DATA PROVIDED:
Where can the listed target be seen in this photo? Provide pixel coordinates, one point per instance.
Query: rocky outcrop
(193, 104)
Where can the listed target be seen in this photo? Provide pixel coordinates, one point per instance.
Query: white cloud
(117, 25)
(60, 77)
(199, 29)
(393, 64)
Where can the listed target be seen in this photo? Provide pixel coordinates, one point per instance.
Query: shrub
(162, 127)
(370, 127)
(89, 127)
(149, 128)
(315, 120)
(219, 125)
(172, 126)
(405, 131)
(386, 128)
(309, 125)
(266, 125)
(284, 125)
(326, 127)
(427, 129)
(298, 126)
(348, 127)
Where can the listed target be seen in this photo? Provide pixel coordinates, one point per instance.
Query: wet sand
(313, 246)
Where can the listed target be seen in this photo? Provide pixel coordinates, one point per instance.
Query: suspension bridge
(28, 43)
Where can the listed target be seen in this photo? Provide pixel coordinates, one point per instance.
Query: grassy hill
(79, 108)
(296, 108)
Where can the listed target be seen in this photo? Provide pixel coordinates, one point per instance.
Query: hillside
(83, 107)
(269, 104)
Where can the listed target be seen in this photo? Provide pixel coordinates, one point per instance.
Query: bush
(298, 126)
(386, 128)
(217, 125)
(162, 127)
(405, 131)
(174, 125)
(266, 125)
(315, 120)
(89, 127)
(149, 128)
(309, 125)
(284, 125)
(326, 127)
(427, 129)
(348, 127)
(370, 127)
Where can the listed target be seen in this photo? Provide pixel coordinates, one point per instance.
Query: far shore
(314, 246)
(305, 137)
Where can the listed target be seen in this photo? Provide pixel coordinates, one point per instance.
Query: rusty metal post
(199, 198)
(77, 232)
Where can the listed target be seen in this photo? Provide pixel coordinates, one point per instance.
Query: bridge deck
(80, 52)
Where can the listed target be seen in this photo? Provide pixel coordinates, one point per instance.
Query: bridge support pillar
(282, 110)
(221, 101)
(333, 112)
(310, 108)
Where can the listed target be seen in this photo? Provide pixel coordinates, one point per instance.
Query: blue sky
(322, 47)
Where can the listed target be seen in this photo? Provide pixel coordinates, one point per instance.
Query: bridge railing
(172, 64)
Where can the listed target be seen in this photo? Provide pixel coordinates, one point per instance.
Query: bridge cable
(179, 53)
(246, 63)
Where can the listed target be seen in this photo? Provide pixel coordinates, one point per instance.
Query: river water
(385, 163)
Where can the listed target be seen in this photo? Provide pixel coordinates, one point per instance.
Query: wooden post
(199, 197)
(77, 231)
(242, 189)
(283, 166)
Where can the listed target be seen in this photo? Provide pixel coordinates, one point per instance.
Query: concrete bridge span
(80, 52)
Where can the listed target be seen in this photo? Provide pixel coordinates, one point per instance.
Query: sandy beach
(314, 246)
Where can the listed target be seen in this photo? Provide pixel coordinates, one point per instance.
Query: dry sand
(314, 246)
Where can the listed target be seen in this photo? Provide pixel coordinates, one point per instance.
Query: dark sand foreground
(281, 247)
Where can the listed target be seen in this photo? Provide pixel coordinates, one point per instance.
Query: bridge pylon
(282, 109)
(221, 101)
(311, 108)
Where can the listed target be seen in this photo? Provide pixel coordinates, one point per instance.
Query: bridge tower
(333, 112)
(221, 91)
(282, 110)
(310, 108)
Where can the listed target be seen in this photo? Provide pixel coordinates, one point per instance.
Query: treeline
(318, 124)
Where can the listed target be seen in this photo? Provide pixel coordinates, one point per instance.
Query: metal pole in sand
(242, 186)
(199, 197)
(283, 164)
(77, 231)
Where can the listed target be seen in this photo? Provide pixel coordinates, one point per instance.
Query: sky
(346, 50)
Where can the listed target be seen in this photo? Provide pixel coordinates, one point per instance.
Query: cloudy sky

WHAT YOU HAVE TO DO: Exact duplication of all the data above is expected.

COMPLETED EXERCISE:
Where can the listed target be seen in this photo? Provide pixel coordinates, one point per instance.
Query: rocky outcrop
(193, 104)
Where can the listed target be seen in this photo? Provide pixel coordinates, one point per instance.
Query: white cloud
(117, 25)
(60, 77)
(199, 29)
(393, 64)
Where can the listed target be seen in this photo? Provide pixel coordinates, one point per instance.
Query: shrub
(162, 127)
(370, 127)
(89, 127)
(149, 128)
(315, 120)
(219, 125)
(172, 126)
(405, 131)
(386, 128)
(309, 125)
(266, 125)
(284, 125)
(326, 127)
(427, 129)
(298, 126)
(348, 127)
Where can the listed target be seen in this photo? Provide pixel coordinates, one point per instance.
Query: wet sand
(313, 246)
Where can the listed target be seen in this photo? Provide pixel coordinates, one point per instance.
Query: suspension bridge
(28, 43)
Where can the listed target be seen in this photo? Provide pixel coordinates, one point per instance.
Query: grassy hill
(79, 108)
(296, 108)
Where can the listed target be seen in this photo? Provide pixel coordinates, one point per instance.
Query: hillside
(83, 107)
(269, 104)
Where can the listed target be seen in this photo? Provide pixel coordinates, one point per instance.
Query: bush
(298, 126)
(386, 128)
(217, 125)
(162, 127)
(405, 131)
(174, 125)
(266, 125)
(315, 120)
(89, 127)
(149, 128)
(309, 125)
(284, 125)
(326, 127)
(427, 129)
(348, 127)
(370, 127)
Where can the listed target be seen in this photo? Provide pixel coordinates, one point per instance.
Query: far shore
(314, 246)
(305, 137)
Where can the listed target be seen in this photo? Provide pixel coordinates, one point per instance.
Query: rusty metal post
(199, 198)
(77, 232)
Where can the listed target be seen in this photo? Provide pixel coordinates, one point per instance.
Query: bridge deck
(80, 52)
Where can the listed target be seen in this photo? Provide pixel coordinates, one point per instance.
Query: bridge support pillar
(282, 110)
(221, 101)
(333, 112)
(310, 108)
Where can the listed target be seen in this photo? Provide pixel coordinates, one point per instance.
Query: blue sky
(322, 47)
Where can the listed target be seen in this photo? Provide pixel coordinates, one point per instance.
Query: bridge railing
(172, 64)
Where can the listed target be seen in this photo? Provide pixel coordinates, one point per instance.
Query: bridge cable
(179, 53)
(246, 63)
Where can the listed target be seen in this photo? Provide pixel coordinates, one point per instance.
Query: river water
(385, 163)
Where can the listed target be seen in this photo? Provide pixel coordinates, one point per instance.
Query: wooden post
(199, 197)
(77, 231)
(242, 189)
(283, 166)
Where can the listed target be seen in this photo? Provide pixel coordinates, one point per instance.
Query: concrete bridge span
(80, 52)
Where can the listed target be seen in this photo? Provide pixel coordinates, one point per instance.
Query: sandy beach
(314, 246)
Where can the listed target be seen in this photo? Provide pixel coordinates, one point per instance.
Query: dry sand
(314, 246)
Where can the listed target be seen in this photo? Provide pixel coordinates, one point per instance.
Query: dark sand foreground
(281, 247)
Where can the listed target be seen in this photo? Provide pixel coordinates, one point per instance.
Query: bridge pylon
(282, 109)
(221, 101)
(311, 108)
Where can the listed target be seen in this photo? Provide pixel coordinates, one point per instance.
Query: bridge tower
(333, 112)
(221, 91)
(282, 110)
(310, 108)
Where can the listed target be seen in this photo? Provide pixel coordinates, one point per instance.
Query: treeline
(318, 124)
Where can the listed target be seen in this photo? Provide pixel coordinates, one point per instance.
Query: metal pole in sand
(242, 186)
(199, 197)
(283, 164)
(77, 231)
Where can the listed target be seen in this photo? Provide pixel coordinates, one point per instance.
Query: sky
(346, 50)
Where can the listed target be seen in this photo? Provide pixel coordinates, one point per instance.
Query: cloudy sky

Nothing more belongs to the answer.